Dataset entries:
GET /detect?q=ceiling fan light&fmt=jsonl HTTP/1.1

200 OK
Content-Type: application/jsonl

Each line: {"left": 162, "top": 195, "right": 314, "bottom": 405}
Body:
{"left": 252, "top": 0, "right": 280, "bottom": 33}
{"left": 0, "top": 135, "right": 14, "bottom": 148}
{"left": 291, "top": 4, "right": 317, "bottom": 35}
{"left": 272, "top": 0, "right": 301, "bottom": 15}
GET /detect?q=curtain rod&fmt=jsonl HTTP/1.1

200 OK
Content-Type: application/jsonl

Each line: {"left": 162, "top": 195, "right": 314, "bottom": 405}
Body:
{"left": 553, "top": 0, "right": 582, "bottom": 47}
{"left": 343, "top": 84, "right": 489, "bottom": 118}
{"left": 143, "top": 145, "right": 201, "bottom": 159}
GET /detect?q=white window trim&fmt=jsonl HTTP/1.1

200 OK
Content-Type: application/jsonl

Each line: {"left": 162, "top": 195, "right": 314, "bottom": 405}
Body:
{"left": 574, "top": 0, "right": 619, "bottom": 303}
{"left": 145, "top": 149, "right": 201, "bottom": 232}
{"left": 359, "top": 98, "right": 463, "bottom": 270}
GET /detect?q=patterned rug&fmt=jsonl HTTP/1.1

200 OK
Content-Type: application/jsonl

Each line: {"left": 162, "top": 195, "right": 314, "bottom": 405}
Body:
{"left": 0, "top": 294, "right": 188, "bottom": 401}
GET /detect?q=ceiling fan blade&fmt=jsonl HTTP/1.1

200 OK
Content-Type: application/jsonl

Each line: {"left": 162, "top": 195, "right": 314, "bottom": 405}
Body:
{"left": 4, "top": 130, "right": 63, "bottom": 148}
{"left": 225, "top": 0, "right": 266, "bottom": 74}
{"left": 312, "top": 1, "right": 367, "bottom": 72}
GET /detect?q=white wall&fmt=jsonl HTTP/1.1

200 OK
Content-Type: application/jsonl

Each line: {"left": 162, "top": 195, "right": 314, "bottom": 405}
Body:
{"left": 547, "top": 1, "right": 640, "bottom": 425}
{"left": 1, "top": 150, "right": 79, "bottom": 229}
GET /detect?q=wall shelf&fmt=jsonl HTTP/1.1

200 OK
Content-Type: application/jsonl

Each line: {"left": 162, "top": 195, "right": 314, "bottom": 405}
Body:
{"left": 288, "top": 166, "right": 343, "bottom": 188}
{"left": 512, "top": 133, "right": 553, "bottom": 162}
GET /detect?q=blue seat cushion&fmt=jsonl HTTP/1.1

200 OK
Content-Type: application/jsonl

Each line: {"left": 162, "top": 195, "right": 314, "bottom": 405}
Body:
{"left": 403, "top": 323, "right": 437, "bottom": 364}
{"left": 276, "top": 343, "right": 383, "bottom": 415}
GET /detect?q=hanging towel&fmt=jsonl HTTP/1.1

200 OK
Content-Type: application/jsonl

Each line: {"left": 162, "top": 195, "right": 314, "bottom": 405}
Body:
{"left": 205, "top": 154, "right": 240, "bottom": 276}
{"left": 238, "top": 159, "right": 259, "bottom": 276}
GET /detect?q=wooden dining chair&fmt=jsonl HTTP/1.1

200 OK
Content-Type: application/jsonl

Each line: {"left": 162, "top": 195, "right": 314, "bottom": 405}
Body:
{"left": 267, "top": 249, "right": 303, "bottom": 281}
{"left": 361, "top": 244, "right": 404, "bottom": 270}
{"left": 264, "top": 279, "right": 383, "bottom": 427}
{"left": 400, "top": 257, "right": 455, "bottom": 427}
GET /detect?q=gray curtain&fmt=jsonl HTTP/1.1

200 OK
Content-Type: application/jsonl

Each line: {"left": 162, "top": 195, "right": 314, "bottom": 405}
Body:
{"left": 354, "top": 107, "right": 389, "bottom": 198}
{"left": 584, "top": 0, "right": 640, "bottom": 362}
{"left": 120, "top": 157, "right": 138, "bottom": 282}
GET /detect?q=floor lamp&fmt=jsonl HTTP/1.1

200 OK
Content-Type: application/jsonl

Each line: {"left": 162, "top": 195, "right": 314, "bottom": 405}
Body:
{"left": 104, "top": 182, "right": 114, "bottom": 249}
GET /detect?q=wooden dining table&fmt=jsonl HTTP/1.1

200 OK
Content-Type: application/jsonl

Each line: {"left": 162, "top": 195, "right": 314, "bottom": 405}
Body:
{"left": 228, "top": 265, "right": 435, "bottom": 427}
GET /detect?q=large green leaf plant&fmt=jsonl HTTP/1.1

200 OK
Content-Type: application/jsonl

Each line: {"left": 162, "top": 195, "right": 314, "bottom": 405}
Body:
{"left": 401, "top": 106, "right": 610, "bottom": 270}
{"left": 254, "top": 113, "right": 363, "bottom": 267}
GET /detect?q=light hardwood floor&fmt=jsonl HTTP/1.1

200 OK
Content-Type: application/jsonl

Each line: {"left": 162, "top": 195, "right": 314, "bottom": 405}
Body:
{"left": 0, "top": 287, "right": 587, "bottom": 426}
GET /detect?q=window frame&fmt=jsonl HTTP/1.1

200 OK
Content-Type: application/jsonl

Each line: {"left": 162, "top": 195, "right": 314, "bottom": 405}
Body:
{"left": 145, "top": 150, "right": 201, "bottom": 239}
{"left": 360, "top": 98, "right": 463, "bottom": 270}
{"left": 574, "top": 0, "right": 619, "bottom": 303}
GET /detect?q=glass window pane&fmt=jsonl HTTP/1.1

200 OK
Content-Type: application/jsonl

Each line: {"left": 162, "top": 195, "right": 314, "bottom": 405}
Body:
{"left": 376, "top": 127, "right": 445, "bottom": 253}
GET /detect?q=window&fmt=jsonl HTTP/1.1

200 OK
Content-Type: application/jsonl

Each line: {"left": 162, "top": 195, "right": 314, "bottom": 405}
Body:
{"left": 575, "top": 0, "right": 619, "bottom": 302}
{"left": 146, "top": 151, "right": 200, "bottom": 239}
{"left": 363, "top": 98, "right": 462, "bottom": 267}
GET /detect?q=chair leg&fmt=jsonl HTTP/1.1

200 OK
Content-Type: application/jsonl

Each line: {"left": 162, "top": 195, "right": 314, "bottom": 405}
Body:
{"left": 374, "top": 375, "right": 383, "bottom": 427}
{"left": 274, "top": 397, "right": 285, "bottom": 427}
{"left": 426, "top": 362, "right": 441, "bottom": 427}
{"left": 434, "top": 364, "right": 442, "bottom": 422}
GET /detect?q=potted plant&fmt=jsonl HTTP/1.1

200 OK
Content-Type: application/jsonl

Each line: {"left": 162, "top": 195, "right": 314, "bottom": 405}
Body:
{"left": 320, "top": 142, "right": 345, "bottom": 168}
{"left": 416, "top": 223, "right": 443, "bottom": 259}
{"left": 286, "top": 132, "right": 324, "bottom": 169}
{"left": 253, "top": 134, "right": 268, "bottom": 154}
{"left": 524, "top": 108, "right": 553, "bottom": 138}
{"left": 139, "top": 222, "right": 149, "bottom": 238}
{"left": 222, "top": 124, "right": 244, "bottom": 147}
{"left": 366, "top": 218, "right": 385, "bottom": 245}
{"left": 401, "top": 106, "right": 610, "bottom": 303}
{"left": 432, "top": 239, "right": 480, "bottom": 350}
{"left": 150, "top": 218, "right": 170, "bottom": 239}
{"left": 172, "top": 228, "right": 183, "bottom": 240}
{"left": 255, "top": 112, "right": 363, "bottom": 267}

§ About this exercise: Recopy the entries above in their entirety, exactly.

§ Written response:
GET /detect?q=ceiling fan light&fmt=jsonl HTTP/1.1

200 OK
Content-Type: application/jsonl

Each line: {"left": 162, "top": 195, "right": 314, "bottom": 405}
Body:
{"left": 252, "top": 0, "right": 280, "bottom": 33}
{"left": 0, "top": 135, "right": 14, "bottom": 148}
{"left": 291, "top": 4, "right": 317, "bottom": 35}
{"left": 272, "top": 0, "right": 301, "bottom": 15}
GET /detect?q=curtain rod&fmt=jsonl HTTP/1.1

200 OK
Content-Type: application/jsonl

Each line: {"left": 162, "top": 195, "right": 314, "bottom": 405}
Body:
{"left": 553, "top": 0, "right": 582, "bottom": 47}
{"left": 343, "top": 84, "right": 489, "bottom": 118}
{"left": 143, "top": 145, "right": 201, "bottom": 159}
GET /detect?q=white window trim&fmt=jsonl HTTP/1.1

200 OK
Content-Type: application/jsonl

Each line: {"left": 162, "top": 195, "right": 314, "bottom": 405}
Body:
{"left": 574, "top": 0, "right": 619, "bottom": 303}
{"left": 145, "top": 149, "right": 201, "bottom": 232}
{"left": 359, "top": 98, "right": 463, "bottom": 270}
GET /detect?q=patterned rug&fmt=jsonl HTTP/1.1

200 OK
Content-Type: application/jsonl

Each line: {"left": 162, "top": 195, "right": 314, "bottom": 405}
Body:
{"left": 0, "top": 294, "right": 188, "bottom": 401}
GET /detect?q=ceiling fan blade&fmt=jsonl HTTP/1.1

200 OK
Content-Type: application/jsonl

Each line: {"left": 162, "top": 195, "right": 314, "bottom": 405}
Body:
{"left": 4, "top": 130, "right": 63, "bottom": 148}
{"left": 225, "top": 0, "right": 266, "bottom": 74}
{"left": 312, "top": 1, "right": 367, "bottom": 72}
GET /detect?q=white wall&fmt=jsonl HTTP/1.1

200 OK
Content-Type: application/jsonl

Each line: {"left": 162, "top": 195, "right": 314, "bottom": 405}
Body:
{"left": 547, "top": 1, "right": 640, "bottom": 425}
{"left": 1, "top": 150, "right": 79, "bottom": 229}
GET /detect?q=wall shelf&fmt=jsonl HTTP/1.1

200 OK
Content-Type: application/jsonl

Each line: {"left": 162, "top": 195, "right": 314, "bottom": 405}
Body:
{"left": 288, "top": 166, "right": 343, "bottom": 188}
{"left": 512, "top": 133, "right": 553, "bottom": 162}
GET /detect?q=blue seat cushion&fmt=jsonl HTTP/1.1

200 OK
Content-Type: application/jsonl

Each line: {"left": 162, "top": 195, "right": 314, "bottom": 405}
Body:
{"left": 403, "top": 323, "right": 437, "bottom": 364}
{"left": 276, "top": 343, "right": 383, "bottom": 415}
GET /detect?q=hanging towel&fmt=jsonl HTTP/1.1

200 OK
Content-Type: application/jsonl

Each line: {"left": 162, "top": 195, "right": 314, "bottom": 405}
Body:
{"left": 205, "top": 154, "right": 240, "bottom": 276}
{"left": 238, "top": 159, "right": 259, "bottom": 276}
GET /detect?q=wooden dining chair&fmt=jsonl HTTP/1.1

200 OK
Content-Type: application/jsonl

Each line: {"left": 162, "top": 195, "right": 314, "bottom": 405}
Body:
{"left": 267, "top": 249, "right": 303, "bottom": 281}
{"left": 361, "top": 244, "right": 404, "bottom": 270}
{"left": 264, "top": 279, "right": 383, "bottom": 427}
{"left": 400, "top": 257, "right": 455, "bottom": 427}
GET /detect?q=gray curtain&fmt=jsonl HTTP/1.1

200 OK
Content-Type: application/jsonl

Each line: {"left": 162, "top": 195, "right": 314, "bottom": 405}
Body:
{"left": 354, "top": 107, "right": 389, "bottom": 198}
{"left": 584, "top": 0, "right": 640, "bottom": 362}
{"left": 120, "top": 157, "right": 138, "bottom": 282}
GET /detect?q=floor lamp&fmt=jsonl HTTP/1.1

200 OK
Content-Type: application/jsonl

Each line: {"left": 162, "top": 195, "right": 314, "bottom": 405}
Body:
{"left": 104, "top": 182, "right": 114, "bottom": 249}
GET /detect?q=wooden dining table&fmt=jsonl HTTP/1.1

200 OK
Content-Type: application/jsonl

Each line: {"left": 162, "top": 195, "right": 314, "bottom": 405}
Body:
{"left": 228, "top": 265, "right": 435, "bottom": 427}
GET /detect?q=large green leaf plant&fmt=jsonl HTTP/1.1

200 OK
Content-Type: application/jsonl

Each line: {"left": 162, "top": 195, "right": 314, "bottom": 405}
Body:
{"left": 401, "top": 106, "right": 610, "bottom": 270}
{"left": 254, "top": 113, "right": 363, "bottom": 267}
GET /detect?q=light hardwood floor&fmt=jsonl HTTP/1.1

200 OK
Content-Type: application/jsonl

Each line: {"left": 162, "top": 195, "right": 314, "bottom": 405}
Body:
{"left": 0, "top": 287, "right": 587, "bottom": 426}
GET /detect?q=window frame&fmt=jsonl HTTP/1.1

200 OK
Content-Type: application/jsonl

Each line: {"left": 162, "top": 195, "right": 314, "bottom": 405}
Body:
{"left": 145, "top": 150, "right": 201, "bottom": 239}
{"left": 360, "top": 98, "right": 463, "bottom": 270}
{"left": 574, "top": 0, "right": 619, "bottom": 303}
GET /detect?q=glass window pane&fmt=jsonl HTTP/1.1

200 OK
Content-Type: application/jsonl

Each line: {"left": 162, "top": 195, "right": 314, "bottom": 405}
Body:
{"left": 376, "top": 127, "right": 445, "bottom": 253}
GET /detect?q=window&fmt=jsonl HTTP/1.1

200 OK
Content-Type: application/jsonl

Each line: {"left": 162, "top": 195, "right": 314, "bottom": 405}
Body:
{"left": 575, "top": 0, "right": 619, "bottom": 302}
{"left": 146, "top": 151, "right": 200, "bottom": 239}
{"left": 363, "top": 98, "right": 462, "bottom": 267}
GET /detect?q=chair leg&fmt=jsonl HTTP/1.1

200 OK
Content-Type: application/jsonl

Each line: {"left": 162, "top": 195, "right": 314, "bottom": 405}
Body:
{"left": 374, "top": 375, "right": 383, "bottom": 427}
{"left": 274, "top": 397, "right": 285, "bottom": 427}
{"left": 426, "top": 362, "right": 441, "bottom": 427}
{"left": 434, "top": 364, "right": 442, "bottom": 422}
GET /detect?q=potted plant&fmt=jsonl HTTP/1.1

200 OK
Content-Type: application/jsonl

Each line: {"left": 162, "top": 195, "right": 314, "bottom": 405}
Body:
{"left": 320, "top": 142, "right": 345, "bottom": 168}
{"left": 416, "top": 223, "right": 443, "bottom": 259}
{"left": 286, "top": 132, "right": 324, "bottom": 169}
{"left": 253, "top": 134, "right": 268, "bottom": 154}
{"left": 524, "top": 108, "right": 553, "bottom": 138}
{"left": 139, "top": 222, "right": 149, "bottom": 238}
{"left": 222, "top": 124, "right": 244, "bottom": 147}
{"left": 366, "top": 218, "right": 385, "bottom": 245}
{"left": 401, "top": 106, "right": 610, "bottom": 303}
{"left": 432, "top": 239, "right": 480, "bottom": 350}
{"left": 150, "top": 218, "right": 170, "bottom": 239}
{"left": 172, "top": 228, "right": 183, "bottom": 240}
{"left": 255, "top": 112, "right": 363, "bottom": 267}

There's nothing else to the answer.